--- TASK DESCRIPTION ---
The expected output is the complete listing, copied word for word.

--- SUPPLIED ENTRIES ---
■ ■ ■ ■ ■

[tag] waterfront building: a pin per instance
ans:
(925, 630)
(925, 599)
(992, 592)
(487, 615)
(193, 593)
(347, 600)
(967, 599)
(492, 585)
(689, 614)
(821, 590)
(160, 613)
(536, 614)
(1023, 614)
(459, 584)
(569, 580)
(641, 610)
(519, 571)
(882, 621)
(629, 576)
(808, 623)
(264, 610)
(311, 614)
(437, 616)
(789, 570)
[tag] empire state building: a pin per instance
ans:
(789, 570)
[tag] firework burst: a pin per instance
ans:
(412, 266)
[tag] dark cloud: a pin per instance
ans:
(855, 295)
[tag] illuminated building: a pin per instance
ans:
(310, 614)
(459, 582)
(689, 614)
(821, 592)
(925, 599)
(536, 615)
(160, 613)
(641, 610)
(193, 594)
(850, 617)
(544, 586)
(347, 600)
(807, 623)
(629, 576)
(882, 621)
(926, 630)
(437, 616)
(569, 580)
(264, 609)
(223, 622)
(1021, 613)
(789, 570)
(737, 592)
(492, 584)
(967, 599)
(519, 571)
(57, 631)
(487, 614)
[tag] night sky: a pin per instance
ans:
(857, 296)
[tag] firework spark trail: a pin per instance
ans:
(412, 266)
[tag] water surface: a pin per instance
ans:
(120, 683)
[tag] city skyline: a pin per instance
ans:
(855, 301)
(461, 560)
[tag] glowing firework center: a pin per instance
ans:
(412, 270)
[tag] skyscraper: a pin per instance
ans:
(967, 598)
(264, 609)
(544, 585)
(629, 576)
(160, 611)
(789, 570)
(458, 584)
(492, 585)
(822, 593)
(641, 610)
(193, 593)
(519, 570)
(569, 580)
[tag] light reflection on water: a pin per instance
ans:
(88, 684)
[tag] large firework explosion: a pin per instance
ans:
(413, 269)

■ ■ ■ ■ ■

--- RESPONSE TO THIS TASK ---
[tag] waterfront building: a pin per instance
ans:
(925, 630)
(925, 599)
(992, 592)
(487, 615)
(193, 593)
(347, 600)
(967, 599)
(492, 585)
(689, 614)
(821, 590)
(160, 613)
(536, 614)
(1023, 614)
(459, 584)
(569, 580)
(641, 610)
(519, 571)
(882, 621)
(629, 576)
(808, 623)
(264, 610)
(311, 614)
(437, 616)
(789, 570)
[tag] empire state building: a pin per instance
ans:
(789, 570)
[tag] firework burst: a pin per instance
ans:
(412, 266)
[tag] dark cloud: a pin per instance
ans:
(855, 295)
[tag] illuminated building: a pin per instance
ans:
(310, 614)
(459, 582)
(689, 614)
(821, 592)
(925, 599)
(536, 615)
(160, 613)
(641, 610)
(193, 594)
(850, 617)
(544, 586)
(347, 600)
(807, 623)
(629, 576)
(882, 621)
(926, 630)
(437, 616)
(569, 580)
(264, 609)
(223, 622)
(1021, 613)
(789, 570)
(737, 592)
(492, 584)
(967, 599)
(519, 571)
(57, 631)
(487, 614)
[tag] night sky: a pin per instance
ans:
(857, 296)
[tag] firework spark trail: a pin per instance
ans:
(412, 266)
[tag] water surface: a pin per instance
ans:
(120, 683)
[tag] city skyline: a pin per instance
ans:
(855, 301)
(461, 560)
[tag] glowing firework center: a pin per instance
ans:
(412, 270)
[tag] skyscraper: a pin per instance
ans:
(967, 598)
(264, 609)
(544, 585)
(629, 576)
(160, 611)
(789, 570)
(458, 584)
(492, 585)
(822, 593)
(641, 610)
(193, 593)
(519, 570)
(569, 580)
[tag] light reflection on water: a pin per instance
ans:
(88, 684)
[tag] large firework explosion: a pin per instance
ans:
(413, 269)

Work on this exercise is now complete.